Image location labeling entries
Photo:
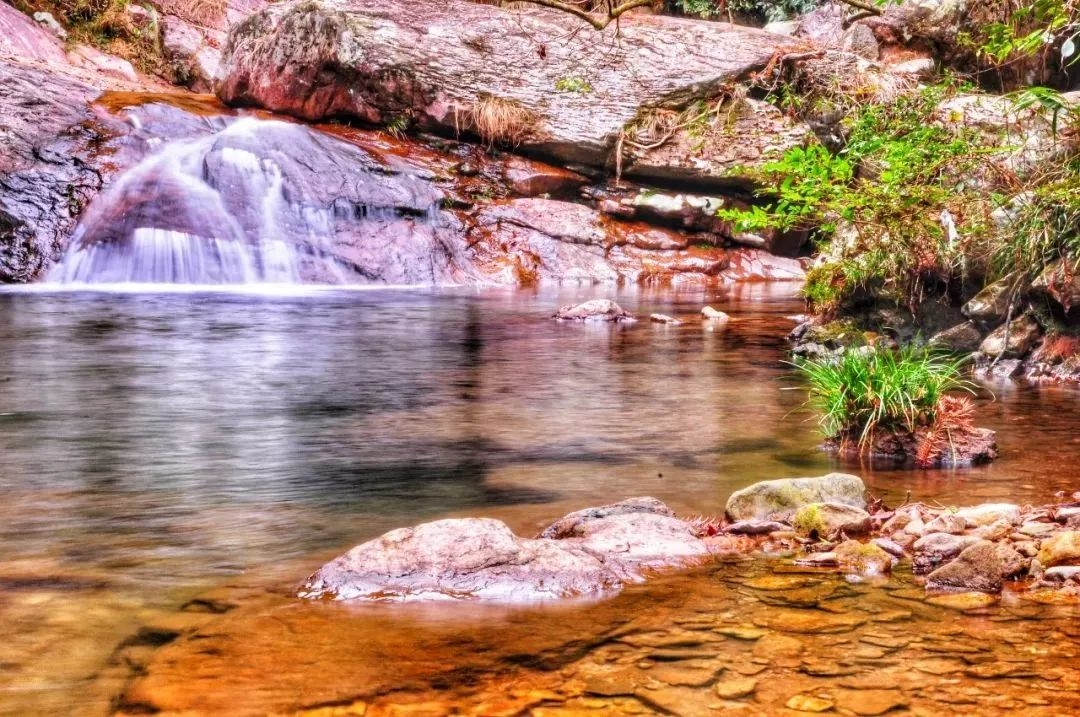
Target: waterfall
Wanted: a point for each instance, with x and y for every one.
(256, 201)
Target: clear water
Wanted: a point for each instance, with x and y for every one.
(160, 445)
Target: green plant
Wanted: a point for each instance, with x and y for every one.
(577, 84)
(867, 389)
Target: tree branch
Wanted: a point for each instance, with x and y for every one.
(598, 22)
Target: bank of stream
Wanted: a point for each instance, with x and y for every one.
(178, 461)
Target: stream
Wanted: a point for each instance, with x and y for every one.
(180, 459)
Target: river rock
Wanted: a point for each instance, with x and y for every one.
(936, 549)
(988, 514)
(454, 66)
(599, 550)
(21, 37)
(780, 499)
(865, 559)
(1023, 335)
(825, 519)
(1063, 549)
(46, 167)
(981, 568)
(594, 310)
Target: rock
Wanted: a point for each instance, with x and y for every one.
(529, 178)
(825, 519)
(947, 523)
(989, 307)
(1063, 549)
(806, 703)
(936, 549)
(21, 37)
(454, 66)
(864, 559)
(594, 310)
(108, 65)
(780, 499)
(48, 170)
(1023, 334)
(48, 22)
(962, 338)
(732, 689)
(710, 312)
(599, 550)
(989, 513)
(981, 568)
(193, 53)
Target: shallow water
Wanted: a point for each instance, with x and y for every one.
(158, 446)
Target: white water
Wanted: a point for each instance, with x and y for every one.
(248, 204)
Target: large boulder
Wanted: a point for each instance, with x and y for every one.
(589, 553)
(781, 499)
(531, 78)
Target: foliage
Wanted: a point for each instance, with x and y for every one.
(575, 83)
(892, 200)
(868, 389)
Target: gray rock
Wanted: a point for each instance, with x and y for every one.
(780, 499)
(445, 63)
(481, 558)
(936, 549)
(1023, 335)
(962, 338)
(981, 568)
(594, 310)
(574, 525)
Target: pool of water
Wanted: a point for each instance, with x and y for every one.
(160, 445)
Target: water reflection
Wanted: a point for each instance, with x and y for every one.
(157, 444)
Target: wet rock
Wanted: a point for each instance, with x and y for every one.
(1023, 335)
(947, 523)
(108, 65)
(1063, 549)
(825, 519)
(981, 568)
(936, 549)
(575, 525)
(732, 689)
(780, 499)
(989, 307)
(529, 178)
(468, 558)
(962, 338)
(865, 559)
(713, 314)
(48, 170)
(449, 66)
(21, 37)
(869, 702)
(807, 703)
(594, 310)
(989, 513)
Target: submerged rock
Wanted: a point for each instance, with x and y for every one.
(981, 568)
(594, 310)
(780, 499)
(590, 553)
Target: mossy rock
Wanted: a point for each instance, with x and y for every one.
(779, 500)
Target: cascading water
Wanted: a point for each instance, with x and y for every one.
(256, 201)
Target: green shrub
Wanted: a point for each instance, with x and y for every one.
(866, 389)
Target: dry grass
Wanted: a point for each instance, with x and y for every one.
(500, 121)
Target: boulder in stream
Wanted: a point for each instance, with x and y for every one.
(589, 553)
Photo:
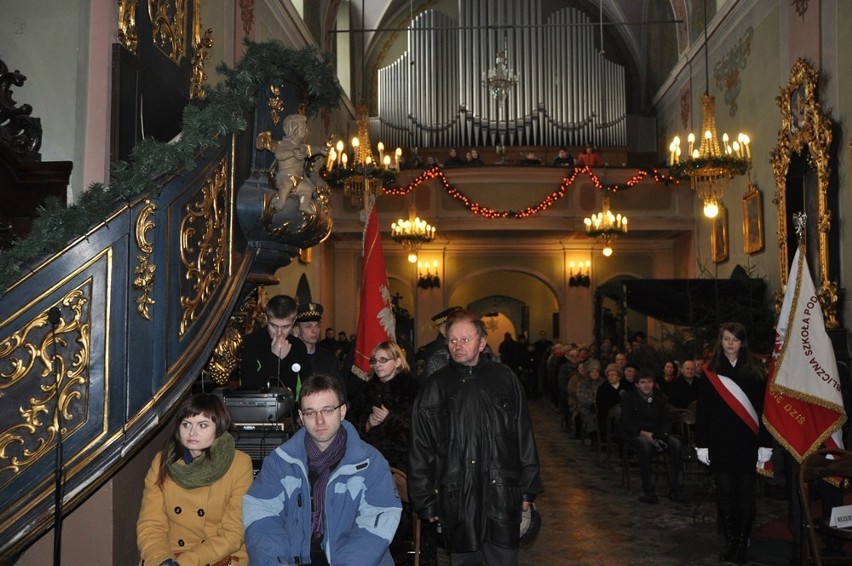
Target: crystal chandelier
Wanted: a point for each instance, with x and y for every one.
(412, 233)
(710, 167)
(606, 226)
(364, 176)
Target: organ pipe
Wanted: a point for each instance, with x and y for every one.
(567, 92)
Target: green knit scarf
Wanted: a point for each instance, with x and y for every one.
(203, 470)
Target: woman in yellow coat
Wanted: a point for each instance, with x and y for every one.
(192, 504)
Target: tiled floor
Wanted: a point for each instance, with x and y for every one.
(590, 518)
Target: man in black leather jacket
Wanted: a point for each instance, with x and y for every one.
(473, 464)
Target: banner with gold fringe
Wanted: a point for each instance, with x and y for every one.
(803, 408)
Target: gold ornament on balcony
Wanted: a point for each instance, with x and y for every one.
(606, 226)
(412, 233)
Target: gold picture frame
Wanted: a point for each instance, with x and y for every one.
(805, 129)
(752, 220)
(719, 237)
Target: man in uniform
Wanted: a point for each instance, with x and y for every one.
(272, 357)
(309, 323)
(435, 354)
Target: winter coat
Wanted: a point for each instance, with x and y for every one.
(640, 413)
(472, 455)
(203, 525)
(732, 444)
(390, 437)
(362, 507)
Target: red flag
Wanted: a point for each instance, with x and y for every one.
(803, 407)
(375, 318)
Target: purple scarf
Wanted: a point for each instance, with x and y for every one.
(320, 463)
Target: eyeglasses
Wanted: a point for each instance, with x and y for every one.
(326, 412)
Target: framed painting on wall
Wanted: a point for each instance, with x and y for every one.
(719, 237)
(752, 220)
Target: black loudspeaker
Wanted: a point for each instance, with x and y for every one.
(254, 407)
(259, 442)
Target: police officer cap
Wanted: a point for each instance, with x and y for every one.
(309, 312)
(441, 317)
(530, 525)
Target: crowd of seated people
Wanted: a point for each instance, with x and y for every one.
(587, 382)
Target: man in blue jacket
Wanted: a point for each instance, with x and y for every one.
(324, 496)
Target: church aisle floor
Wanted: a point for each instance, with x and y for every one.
(588, 517)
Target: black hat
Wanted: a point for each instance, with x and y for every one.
(441, 317)
(530, 525)
(309, 312)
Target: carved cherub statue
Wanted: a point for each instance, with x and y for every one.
(291, 155)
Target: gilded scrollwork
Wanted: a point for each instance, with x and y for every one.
(247, 16)
(226, 354)
(199, 56)
(143, 279)
(168, 25)
(200, 44)
(276, 105)
(57, 358)
(127, 34)
(204, 245)
(804, 126)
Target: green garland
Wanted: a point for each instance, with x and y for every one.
(337, 175)
(736, 165)
(225, 112)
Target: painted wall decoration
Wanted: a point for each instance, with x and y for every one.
(728, 71)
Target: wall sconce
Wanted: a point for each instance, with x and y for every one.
(427, 280)
(579, 279)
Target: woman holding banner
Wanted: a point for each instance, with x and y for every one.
(729, 434)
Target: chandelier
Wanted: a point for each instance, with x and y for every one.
(412, 233)
(606, 226)
(363, 176)
(499, 80)
(710, 167)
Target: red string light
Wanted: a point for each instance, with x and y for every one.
(549, 200)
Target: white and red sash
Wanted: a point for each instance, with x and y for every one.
(735, 398)
(741, 405)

Your objective
Copy the part that opens with the line containing "Target: black loudspeaker" and runs through the last of the lines, keeping the requests, and increase every coordinate in the answers by 131.

Task response
Target: black loudspeaker
Wanted: a point for each instance, with x and y for every one.
(385, 538)
(390, 573)
Target: police officer cap
Wanted: a point for each instance, with x and y for every one.
(440, 443)
(572, 448)
(661, 656)
Target: crowd of seated people
Wanted: a point for each instance, with x and y for every one.
(718, 513)
Target: man in blue jacket
Wanted: a point for each instance, with x and y for every one.
(455, 627)
Target: church aisle floor
Wanted: a point for each instance, with x and y for every one.
(719, 648)
Target: black hat
Wanted: a point for each instance, with x and y for every one.
(572, 448)
(661, 656)
(440, 443)
Target: carved cherub statue
Wanted: a point for each instance, with x and y for every one.
(422, 286)
Target: gilded scrollwork
Wanted: a point for each instance, with x and y for every one.
(378, 147)
(357, 485)
(330, 187)
(274, 410)
(299, 156)
(331, 175)
(407, 236)
(188, 489)
(258, 165)
(335, 376)
(935, 257)
Target: green garland
Wanted: a point for each instance, with x and y for every one.
(468, 306)
(867, 296)
(356, 243)
Target: painted wall decoration
Wanted: a point for each instance, with x and y for every one.
(859, 202)
Target: wall sconce
Wanted: a point for each instance, with x and y for every one.
(558, 411)
(710, 410)
Target: woman holding banner
Wanted: a point for each instance, with x and y for every one.
(860, 565)
Target: chandelier
Wanted: a point for each instance, with x and y for every one.
(543, 364)
(737, 357)
(494, 307)
(630, 211)
(841, 298)
Target: red string light
Wanted: a point for each instance, with x and y for every one.
(680, 331)
Target: white and red sash
Wanted: a point for each instance, with x and y for every one.
(866, 529)
(872, 536)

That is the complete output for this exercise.